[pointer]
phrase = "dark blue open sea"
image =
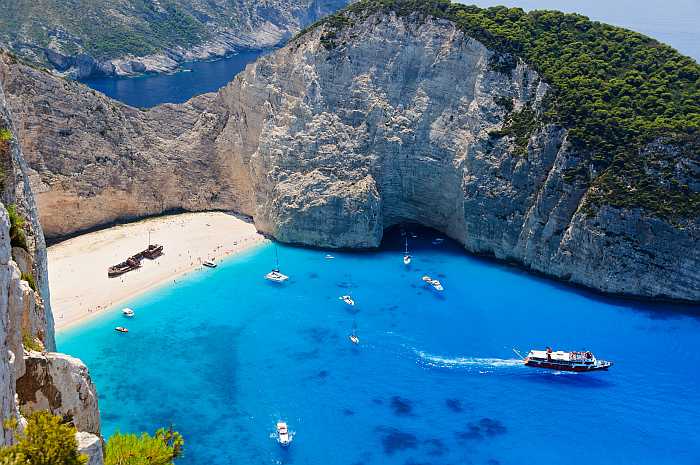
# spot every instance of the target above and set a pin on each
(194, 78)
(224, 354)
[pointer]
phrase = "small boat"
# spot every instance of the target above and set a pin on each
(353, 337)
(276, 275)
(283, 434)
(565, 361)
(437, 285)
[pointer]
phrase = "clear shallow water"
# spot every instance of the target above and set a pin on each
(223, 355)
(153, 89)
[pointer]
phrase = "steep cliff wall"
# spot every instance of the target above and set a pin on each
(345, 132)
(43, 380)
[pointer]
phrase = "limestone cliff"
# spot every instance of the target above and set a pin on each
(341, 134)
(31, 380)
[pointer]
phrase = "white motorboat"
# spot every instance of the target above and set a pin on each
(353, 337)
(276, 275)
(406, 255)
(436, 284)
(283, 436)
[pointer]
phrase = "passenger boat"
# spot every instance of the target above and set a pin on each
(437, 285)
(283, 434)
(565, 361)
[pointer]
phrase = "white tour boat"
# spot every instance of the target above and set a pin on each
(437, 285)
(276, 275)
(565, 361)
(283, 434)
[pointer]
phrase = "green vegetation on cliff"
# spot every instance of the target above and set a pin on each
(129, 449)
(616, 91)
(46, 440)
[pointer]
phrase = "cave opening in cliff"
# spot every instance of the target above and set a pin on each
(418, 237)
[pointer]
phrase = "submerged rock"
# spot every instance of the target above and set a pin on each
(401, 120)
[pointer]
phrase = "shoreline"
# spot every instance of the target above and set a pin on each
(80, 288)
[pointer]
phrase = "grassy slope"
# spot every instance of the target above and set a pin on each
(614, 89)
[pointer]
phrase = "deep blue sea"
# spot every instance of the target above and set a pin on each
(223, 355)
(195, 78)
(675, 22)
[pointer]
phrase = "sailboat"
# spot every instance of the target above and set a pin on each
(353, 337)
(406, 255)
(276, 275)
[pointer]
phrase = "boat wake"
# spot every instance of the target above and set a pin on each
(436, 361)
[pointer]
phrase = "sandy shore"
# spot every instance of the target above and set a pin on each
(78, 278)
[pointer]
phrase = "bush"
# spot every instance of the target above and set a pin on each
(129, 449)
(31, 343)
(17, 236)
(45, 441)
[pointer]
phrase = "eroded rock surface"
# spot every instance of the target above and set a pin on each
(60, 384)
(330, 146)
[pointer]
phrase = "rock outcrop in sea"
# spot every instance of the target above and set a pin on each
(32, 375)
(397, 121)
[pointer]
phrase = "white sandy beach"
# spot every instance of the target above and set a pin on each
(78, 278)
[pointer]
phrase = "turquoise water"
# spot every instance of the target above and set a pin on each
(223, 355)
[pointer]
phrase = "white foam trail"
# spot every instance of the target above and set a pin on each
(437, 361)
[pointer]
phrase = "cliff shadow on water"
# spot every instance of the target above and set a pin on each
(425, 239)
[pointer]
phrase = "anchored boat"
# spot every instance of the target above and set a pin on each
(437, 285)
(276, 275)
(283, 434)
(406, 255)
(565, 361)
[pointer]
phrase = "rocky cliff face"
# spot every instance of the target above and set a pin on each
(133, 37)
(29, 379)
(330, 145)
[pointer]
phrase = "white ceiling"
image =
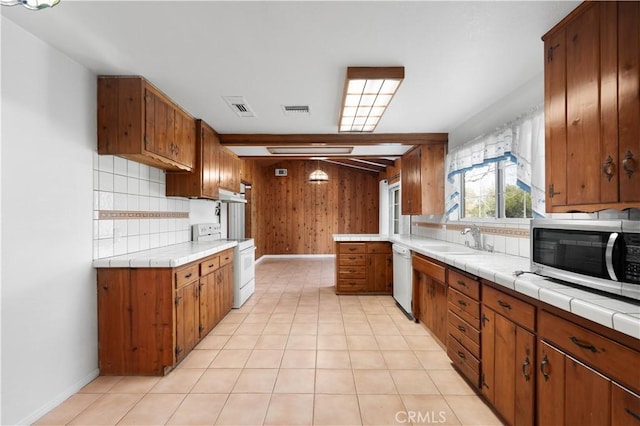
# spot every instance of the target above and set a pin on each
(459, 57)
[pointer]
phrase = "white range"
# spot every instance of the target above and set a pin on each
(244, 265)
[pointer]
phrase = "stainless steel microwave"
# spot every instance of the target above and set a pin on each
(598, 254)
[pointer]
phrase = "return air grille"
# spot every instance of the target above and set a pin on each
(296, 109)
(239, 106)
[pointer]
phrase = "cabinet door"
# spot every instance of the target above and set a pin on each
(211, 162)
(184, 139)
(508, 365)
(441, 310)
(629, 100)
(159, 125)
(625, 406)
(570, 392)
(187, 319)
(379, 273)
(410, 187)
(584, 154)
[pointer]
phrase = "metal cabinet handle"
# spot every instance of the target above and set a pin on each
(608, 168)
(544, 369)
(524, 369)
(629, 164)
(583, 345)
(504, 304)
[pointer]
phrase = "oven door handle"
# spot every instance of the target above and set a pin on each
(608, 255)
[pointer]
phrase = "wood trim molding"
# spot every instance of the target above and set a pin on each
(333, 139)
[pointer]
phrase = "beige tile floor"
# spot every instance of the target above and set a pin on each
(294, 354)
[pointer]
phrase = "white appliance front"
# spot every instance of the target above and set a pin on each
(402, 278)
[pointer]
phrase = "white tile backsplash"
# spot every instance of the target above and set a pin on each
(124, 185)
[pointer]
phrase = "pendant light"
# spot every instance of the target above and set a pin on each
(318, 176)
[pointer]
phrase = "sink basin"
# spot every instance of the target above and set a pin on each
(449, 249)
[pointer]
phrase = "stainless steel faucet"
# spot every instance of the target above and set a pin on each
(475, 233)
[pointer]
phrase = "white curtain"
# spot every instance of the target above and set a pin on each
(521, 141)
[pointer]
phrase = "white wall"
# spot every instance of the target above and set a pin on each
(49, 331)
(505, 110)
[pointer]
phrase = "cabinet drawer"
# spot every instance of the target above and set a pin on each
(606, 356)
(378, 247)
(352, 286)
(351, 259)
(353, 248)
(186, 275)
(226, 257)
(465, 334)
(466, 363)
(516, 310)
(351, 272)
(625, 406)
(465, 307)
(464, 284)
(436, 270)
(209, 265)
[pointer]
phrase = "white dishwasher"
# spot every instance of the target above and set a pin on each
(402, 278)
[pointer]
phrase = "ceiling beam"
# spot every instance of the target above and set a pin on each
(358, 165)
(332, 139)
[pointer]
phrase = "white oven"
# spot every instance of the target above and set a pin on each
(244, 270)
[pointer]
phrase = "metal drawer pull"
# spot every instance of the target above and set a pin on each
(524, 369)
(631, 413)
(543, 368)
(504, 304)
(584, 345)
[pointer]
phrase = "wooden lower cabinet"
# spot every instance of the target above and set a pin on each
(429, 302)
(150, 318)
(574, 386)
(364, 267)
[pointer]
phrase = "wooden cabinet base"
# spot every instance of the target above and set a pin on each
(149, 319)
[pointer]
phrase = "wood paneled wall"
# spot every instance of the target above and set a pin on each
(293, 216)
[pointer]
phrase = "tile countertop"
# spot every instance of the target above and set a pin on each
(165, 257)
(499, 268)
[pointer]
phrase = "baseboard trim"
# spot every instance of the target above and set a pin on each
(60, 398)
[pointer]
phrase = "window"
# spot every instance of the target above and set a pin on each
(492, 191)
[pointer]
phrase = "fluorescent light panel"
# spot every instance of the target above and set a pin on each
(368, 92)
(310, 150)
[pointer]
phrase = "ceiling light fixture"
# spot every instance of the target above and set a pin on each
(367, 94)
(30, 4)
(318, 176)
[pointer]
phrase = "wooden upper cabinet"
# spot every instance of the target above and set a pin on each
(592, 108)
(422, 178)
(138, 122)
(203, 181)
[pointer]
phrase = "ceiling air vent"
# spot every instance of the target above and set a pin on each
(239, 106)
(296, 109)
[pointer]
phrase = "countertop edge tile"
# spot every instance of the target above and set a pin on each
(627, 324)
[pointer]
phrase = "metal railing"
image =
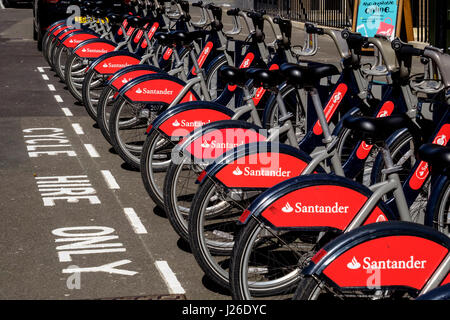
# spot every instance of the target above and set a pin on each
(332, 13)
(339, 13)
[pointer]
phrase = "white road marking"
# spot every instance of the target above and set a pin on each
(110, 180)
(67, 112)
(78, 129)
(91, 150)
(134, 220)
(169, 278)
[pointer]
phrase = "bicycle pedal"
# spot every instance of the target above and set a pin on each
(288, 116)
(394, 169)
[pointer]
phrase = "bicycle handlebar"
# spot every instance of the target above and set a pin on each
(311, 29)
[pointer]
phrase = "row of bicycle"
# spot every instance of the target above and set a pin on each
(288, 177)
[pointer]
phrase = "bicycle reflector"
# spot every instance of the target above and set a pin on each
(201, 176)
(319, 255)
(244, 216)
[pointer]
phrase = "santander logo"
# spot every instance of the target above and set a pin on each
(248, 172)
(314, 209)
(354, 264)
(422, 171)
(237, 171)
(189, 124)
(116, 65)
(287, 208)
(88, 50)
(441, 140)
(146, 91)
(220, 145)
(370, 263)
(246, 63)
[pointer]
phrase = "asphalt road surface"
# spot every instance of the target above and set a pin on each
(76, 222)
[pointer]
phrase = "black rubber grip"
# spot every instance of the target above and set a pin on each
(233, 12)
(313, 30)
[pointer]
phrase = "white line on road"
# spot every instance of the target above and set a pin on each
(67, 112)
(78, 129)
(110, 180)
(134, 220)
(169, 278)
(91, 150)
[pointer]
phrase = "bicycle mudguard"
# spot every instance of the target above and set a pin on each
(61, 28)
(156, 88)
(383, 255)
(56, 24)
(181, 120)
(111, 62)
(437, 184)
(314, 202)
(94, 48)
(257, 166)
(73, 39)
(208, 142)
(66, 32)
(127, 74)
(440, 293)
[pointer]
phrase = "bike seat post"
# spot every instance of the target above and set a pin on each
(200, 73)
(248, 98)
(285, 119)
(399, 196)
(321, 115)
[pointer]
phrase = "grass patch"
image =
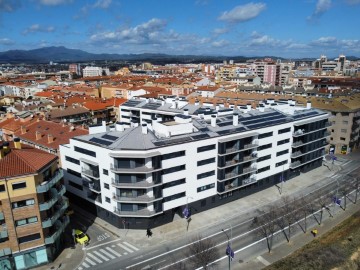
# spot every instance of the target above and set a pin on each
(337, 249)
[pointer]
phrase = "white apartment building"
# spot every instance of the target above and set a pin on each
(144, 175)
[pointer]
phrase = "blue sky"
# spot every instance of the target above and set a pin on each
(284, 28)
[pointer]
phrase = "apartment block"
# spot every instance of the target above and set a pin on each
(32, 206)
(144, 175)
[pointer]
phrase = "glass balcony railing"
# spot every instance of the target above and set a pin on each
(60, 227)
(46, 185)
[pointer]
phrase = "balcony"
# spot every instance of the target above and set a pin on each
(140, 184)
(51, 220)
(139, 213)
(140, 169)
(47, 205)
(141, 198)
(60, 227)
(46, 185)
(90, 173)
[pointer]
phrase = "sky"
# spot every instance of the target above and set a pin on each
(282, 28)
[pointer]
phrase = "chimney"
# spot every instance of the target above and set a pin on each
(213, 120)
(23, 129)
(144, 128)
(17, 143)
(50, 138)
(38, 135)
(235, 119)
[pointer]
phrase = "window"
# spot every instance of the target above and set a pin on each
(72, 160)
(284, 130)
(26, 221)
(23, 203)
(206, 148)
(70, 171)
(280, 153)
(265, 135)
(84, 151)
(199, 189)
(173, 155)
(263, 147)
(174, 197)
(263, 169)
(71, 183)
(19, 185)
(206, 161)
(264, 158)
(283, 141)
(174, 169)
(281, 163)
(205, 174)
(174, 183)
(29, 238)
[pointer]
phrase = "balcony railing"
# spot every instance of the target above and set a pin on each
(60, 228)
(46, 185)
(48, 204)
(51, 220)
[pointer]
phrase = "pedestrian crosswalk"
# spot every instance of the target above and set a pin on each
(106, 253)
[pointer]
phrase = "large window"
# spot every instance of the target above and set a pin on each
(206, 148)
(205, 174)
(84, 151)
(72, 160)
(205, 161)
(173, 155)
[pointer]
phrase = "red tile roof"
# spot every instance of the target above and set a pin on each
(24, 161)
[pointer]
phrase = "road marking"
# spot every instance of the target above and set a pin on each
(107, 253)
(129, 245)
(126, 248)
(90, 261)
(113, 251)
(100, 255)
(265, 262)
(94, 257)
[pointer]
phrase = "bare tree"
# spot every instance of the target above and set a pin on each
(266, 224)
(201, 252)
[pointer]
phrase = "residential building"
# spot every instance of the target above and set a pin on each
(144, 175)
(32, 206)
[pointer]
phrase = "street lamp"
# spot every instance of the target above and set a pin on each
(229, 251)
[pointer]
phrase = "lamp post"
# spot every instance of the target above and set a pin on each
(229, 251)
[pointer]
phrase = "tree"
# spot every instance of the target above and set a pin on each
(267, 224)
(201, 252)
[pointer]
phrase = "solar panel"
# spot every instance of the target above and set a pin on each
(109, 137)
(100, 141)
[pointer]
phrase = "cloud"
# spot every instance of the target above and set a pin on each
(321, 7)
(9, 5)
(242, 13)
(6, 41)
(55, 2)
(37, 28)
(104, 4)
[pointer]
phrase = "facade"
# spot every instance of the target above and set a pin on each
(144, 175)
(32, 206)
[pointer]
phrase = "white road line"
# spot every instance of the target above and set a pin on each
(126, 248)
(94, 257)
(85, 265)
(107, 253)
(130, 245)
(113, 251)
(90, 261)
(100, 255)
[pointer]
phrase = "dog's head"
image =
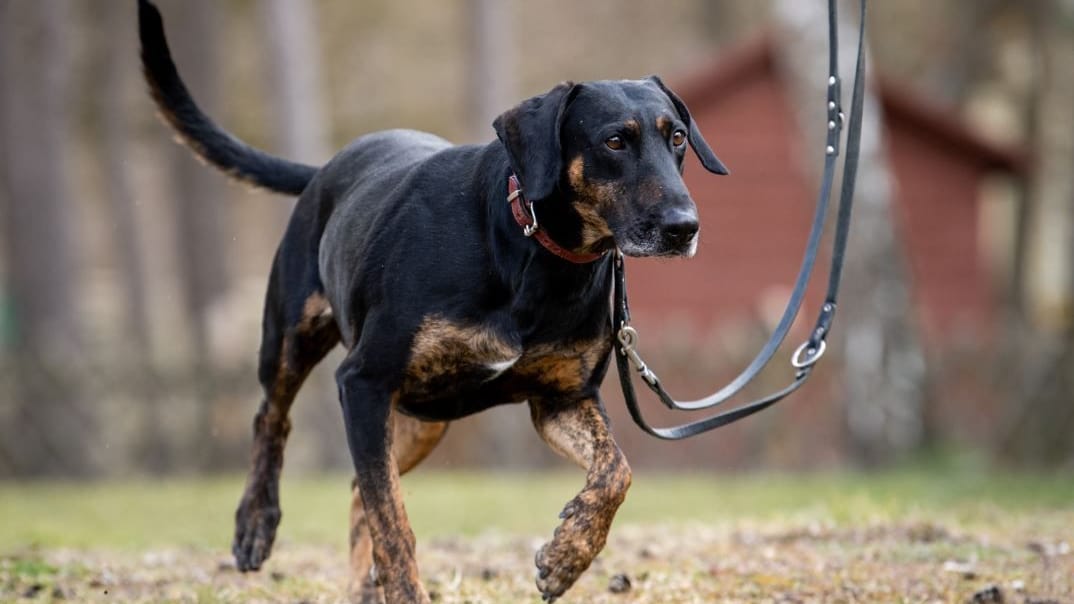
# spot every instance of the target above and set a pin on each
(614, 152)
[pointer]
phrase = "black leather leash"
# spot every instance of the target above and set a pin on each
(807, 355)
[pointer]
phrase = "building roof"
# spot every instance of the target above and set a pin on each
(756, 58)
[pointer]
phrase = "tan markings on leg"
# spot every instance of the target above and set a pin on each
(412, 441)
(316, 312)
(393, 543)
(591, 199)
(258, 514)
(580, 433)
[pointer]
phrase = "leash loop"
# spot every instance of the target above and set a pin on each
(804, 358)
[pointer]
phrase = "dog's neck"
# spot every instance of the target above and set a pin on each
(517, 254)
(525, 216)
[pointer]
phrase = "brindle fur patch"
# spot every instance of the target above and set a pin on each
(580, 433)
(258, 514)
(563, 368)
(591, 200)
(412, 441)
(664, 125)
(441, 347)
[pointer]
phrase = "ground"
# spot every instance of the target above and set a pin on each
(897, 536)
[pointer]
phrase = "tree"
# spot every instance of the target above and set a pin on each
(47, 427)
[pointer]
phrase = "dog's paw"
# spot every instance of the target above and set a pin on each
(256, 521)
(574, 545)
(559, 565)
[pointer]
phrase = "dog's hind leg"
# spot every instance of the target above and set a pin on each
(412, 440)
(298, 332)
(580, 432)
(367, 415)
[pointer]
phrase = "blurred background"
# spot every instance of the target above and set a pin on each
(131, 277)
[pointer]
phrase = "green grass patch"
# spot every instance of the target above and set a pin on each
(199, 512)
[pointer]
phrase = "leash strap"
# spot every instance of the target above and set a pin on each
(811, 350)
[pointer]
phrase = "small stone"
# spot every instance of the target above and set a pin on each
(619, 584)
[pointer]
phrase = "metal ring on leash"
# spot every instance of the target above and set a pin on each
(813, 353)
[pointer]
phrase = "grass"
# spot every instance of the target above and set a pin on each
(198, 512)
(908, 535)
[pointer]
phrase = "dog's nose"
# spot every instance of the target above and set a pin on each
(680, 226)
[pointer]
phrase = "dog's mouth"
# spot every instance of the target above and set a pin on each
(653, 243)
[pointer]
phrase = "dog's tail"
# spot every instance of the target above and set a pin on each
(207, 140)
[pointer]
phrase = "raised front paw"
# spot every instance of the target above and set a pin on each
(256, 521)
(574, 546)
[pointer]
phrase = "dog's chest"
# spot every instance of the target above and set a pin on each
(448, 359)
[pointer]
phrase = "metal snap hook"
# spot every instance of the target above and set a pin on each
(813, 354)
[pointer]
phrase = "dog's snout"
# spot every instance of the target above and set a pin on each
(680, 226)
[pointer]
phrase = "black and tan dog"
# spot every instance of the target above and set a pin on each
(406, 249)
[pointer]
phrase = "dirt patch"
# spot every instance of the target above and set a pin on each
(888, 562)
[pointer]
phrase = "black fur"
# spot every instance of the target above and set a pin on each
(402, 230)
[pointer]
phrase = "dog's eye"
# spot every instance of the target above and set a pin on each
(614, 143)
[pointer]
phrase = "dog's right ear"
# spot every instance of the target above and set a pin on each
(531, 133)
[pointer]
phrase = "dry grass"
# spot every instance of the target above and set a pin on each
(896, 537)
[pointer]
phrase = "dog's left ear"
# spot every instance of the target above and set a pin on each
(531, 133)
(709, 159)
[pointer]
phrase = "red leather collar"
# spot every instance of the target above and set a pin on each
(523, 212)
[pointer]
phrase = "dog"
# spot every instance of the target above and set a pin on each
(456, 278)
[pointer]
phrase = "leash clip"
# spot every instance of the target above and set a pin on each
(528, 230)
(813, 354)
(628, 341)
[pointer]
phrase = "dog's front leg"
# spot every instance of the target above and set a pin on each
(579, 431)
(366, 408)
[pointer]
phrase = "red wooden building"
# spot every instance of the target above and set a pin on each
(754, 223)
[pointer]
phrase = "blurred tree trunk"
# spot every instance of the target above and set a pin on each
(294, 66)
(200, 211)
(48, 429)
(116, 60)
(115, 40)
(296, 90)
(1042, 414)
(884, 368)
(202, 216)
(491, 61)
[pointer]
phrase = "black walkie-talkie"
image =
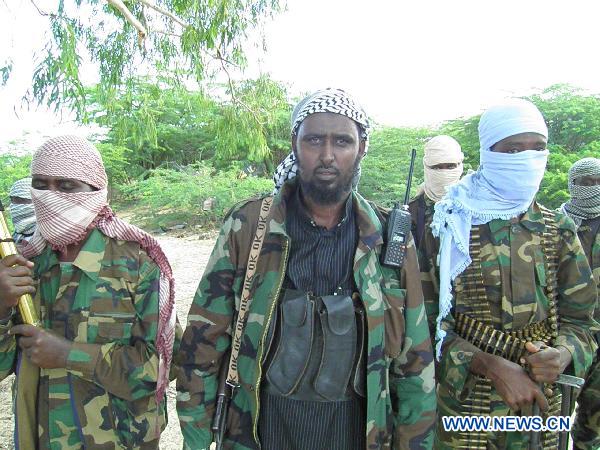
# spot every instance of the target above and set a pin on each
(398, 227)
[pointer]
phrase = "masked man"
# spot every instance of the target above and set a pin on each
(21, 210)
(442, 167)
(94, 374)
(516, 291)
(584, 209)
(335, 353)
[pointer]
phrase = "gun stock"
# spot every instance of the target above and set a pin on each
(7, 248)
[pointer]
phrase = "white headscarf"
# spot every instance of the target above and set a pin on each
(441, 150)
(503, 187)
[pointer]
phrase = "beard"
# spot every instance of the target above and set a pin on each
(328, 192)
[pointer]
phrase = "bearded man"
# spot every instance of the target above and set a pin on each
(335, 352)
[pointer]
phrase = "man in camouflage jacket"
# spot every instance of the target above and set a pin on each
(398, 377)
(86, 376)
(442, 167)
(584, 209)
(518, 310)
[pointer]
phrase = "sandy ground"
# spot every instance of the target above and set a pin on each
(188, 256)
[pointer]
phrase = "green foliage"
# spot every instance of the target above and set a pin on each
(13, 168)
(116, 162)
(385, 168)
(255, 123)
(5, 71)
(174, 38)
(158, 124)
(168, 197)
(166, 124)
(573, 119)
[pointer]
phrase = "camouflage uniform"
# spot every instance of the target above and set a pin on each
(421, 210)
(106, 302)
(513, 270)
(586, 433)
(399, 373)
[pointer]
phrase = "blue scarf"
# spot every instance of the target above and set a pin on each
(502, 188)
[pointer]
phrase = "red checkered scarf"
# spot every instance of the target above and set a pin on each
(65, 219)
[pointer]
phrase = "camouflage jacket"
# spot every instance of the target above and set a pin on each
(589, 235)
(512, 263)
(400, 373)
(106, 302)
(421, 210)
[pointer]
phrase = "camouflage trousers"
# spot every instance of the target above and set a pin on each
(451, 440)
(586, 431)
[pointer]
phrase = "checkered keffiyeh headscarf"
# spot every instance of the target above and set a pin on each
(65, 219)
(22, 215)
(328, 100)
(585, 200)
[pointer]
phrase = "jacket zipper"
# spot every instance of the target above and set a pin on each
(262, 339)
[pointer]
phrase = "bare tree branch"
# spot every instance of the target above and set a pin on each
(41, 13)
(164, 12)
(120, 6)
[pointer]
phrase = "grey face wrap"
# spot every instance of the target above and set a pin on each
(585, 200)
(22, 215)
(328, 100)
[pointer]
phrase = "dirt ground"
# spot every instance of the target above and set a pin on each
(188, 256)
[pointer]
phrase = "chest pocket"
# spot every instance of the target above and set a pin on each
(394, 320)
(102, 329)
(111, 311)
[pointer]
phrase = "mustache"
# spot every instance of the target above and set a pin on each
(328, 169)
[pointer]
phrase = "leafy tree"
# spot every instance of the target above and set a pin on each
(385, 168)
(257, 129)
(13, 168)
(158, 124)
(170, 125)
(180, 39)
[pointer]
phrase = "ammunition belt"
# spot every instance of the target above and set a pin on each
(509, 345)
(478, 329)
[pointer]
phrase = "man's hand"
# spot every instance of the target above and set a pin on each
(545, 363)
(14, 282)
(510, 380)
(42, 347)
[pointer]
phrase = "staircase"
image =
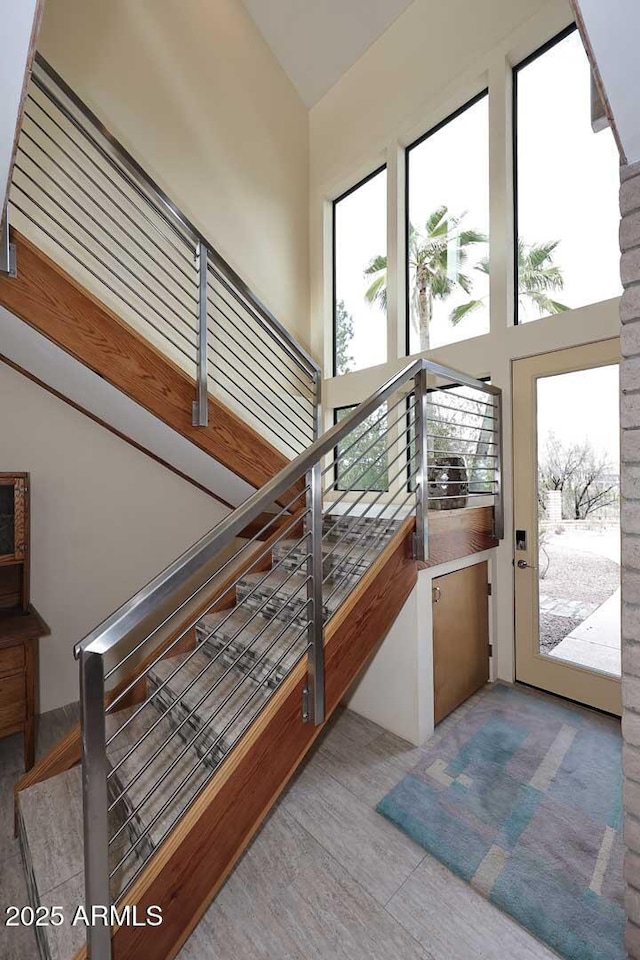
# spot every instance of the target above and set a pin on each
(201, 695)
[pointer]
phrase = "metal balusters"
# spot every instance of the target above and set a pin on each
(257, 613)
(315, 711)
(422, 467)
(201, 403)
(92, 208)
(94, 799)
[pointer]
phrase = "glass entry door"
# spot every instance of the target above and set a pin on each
────────────────────────────────────────
Your goal>
Pull out every line of the records that contains the word "road".

Task answer>
phrase = "white road marking"
phrase = "asphalt road surface"
phrase = "white line on road"
phrase = "road marking"
phrase = "white road line"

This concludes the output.